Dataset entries
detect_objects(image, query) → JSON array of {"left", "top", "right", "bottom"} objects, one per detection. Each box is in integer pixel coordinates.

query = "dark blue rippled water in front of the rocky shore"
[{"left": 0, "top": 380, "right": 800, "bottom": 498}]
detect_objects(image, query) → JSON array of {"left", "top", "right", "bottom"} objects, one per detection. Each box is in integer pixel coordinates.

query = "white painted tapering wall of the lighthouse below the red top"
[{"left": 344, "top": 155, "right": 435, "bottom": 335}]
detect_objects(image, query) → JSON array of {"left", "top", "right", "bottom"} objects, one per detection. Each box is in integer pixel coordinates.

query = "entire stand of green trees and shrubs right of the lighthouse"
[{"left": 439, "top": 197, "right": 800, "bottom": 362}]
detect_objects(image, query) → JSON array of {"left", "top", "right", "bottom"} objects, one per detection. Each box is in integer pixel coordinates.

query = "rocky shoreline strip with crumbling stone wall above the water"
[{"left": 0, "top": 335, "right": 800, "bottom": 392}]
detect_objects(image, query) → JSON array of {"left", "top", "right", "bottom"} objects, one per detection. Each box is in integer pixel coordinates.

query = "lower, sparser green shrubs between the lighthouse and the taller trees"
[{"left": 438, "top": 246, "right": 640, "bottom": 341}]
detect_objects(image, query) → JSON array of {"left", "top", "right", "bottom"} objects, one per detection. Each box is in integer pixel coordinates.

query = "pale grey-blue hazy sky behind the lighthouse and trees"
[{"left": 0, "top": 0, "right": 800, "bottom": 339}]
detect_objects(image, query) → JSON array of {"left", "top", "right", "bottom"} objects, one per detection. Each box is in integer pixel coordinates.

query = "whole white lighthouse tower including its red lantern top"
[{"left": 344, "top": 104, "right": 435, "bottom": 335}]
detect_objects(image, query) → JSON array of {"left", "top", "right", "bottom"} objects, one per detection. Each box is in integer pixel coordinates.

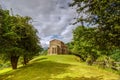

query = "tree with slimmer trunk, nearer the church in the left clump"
[{"left": 15, "top": 16, "right": 41, "bottom": 65}]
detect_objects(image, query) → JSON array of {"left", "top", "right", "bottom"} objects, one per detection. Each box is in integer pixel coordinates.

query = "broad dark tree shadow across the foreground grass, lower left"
[{"left": 1, "top": 61, "right": 71, "bottom": 80}]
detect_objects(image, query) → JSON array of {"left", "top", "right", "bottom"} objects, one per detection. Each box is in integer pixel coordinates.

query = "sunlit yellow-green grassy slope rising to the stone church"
[{"left": 0, "top": 55, "right": 120, "bottom": 80}]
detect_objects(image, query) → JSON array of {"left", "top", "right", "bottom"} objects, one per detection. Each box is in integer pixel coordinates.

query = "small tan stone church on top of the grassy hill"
[{"left": 48, "top": 39, "right": 67, "bottom": 55}]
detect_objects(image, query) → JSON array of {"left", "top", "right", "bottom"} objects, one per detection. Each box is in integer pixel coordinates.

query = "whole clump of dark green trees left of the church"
[{"left": 0, "top": 10, "right": 41, "bottom": 69}]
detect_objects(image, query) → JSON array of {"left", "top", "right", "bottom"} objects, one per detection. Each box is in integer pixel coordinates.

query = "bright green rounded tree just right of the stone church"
[{"left": 72, "top": 26, "right": 99, "bottom": 64}]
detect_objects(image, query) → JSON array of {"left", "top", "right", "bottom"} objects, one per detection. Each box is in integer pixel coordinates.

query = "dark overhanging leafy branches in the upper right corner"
[{"left": 71, "top": 0, "right": 120, "bottom": 28}]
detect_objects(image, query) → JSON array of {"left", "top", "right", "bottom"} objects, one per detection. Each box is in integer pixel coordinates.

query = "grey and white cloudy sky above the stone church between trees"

## Exercise
Since pictures are not part of the copy, set down only the remaining data exactly.

## Response
detect_objects(image, query) → JSON array of {"left", "top", "right", "bottom"} objects, one per detection. Each box is in integer pixel coordinates.

query = "dark blue rippled water in front of the rocky shore"
[{"left": 0, "top": 380, "right": 800, "bottom": 498}]
detect_objects(image, query) → JSON array of {"left", "top", "right", "bottom"} objects, one per detection. Each box is in integer pixel coordinates.

query = "white painted tapering wall of the lighthouse below the red top"
[{"left": 344, "top": 155, "right": 435, "bottom": 335}]
detect_objects(image, query) → JSON array of {"left", "top", "right", "bottom"} objects, one per detection. Each box is in integer pixel coordinates.

query = "entire stand of green trees and shrubs right of the lighthouse"
[{"left": 439, "top": 197, "right": 800, "bottom": 362}]
detect_objects(image, query) → JSON array of {"left", "top", "right", "bottom"} objects, one per detection. Each box is in integer pixel coordinates.

query = "rocky shoreline strip with crumbling stone wall above the water"
[{"left": 0, "top": 335, "right": 800, "bottom": 392}]
detect_objects(image, query) → JSON array of {"left", "top", "right", "bottom"} objects, one per detection. Each box is in integer pixel coordinates.

query = "lower, sparser green shrubs between the lighthouse and the taller trees"
[{"left": 438, "top": 246, "right": 640, "bottom": 341}]
detect_objects(image, query) → JSON array of {"left", "top", "right", "bottom"} objects, one per detection. Each box is in integer pixel coordinates.

query = "pale grey-blue hazy sky behind the lighthouse and trees"
[{"left": 0, "top": 0, "right": 800, "bottom": 339}]
detect_objects(image, query) → JSON array of {"left", "top", "right", "bottom"} objects, one per detection. Each box is in integer pixel coordinates.

query = "whole white lighthouse tower including its red lantern top"
[{"left": 344, "top": 104, "right": 435, "bottom": 335}]
detect_objects(image, query) → JSON array of {"left", "top", "right", "bottom"} objects, one per detection. Each box is in integer pixel coordinates.


query = "tree with slimmer trunk, nearer the church in the left clump"
[{"left": 15, "top": 16, "right": 41, "bottom": 65}]
detect_objects(image, query) → JSON array of {"left", "top", "right", "bottom"} objects, one per detection. Each box is in integer pixel coordinates.

query = "broad dark tree shadow across the foreground grass, lower left"
[{"left": 1, "top": 61, "right": 71, "bottom": 80}]
detect_objects(image, query) → JSON array of {"left", "top", "right", "bottom"} objects, one per detection. Each box is in integer pixel coordinates.

query = "sunlit yellow-green grassy slope rising to the stone church"
[{"left": 0, "top": 55, "right": 120, "bottom": 80}]
detect_objects(image, query) → JSON array of {"left", "top", "right", "bottom"} objects, one per detection. Each box is in integer pixel coordinates.

query = "small tan stone church on top of the grassy hill"
[{"left": 48, "top": 39, "right": 67, "bottom": 55}]
detect_objects(image, query) → JSON array of {"left", "top", "right", "bottom"} objects, one per detection. Each box is in integer pixel coordinates.

query = "whole clump of dark green trees left of the church"
[{"left": 0, "top": 10, "right": 41, "bottom": 69}]
detect_objects(image, query) → JSON array of {"left", "top", "right", "bottom"} objects, one per detection. Each box is in integer pixel coordinates.

query = "bright green rounded tree just right of the stone church"
[{"left": 72, "top": 26, "right": 99, "bottom": 64}]
detect_objects(image, query) → JSON array of {"left", "top", "right", "bottom"} objects, one per detection. Each box is in integer pixel coordinates.

query = "dark overhanging leafy branches in the upper right corner"
[{"left": 71, "top": 0, "right": 120, "bottom": 28}]
detect_objects(image, query) → JSON array of {"left", "top", "right", "bottom"} objects, one per detection. Each box is in integer pixel coordinates.

query = "grey and white cloudy sky above the stone church between trees"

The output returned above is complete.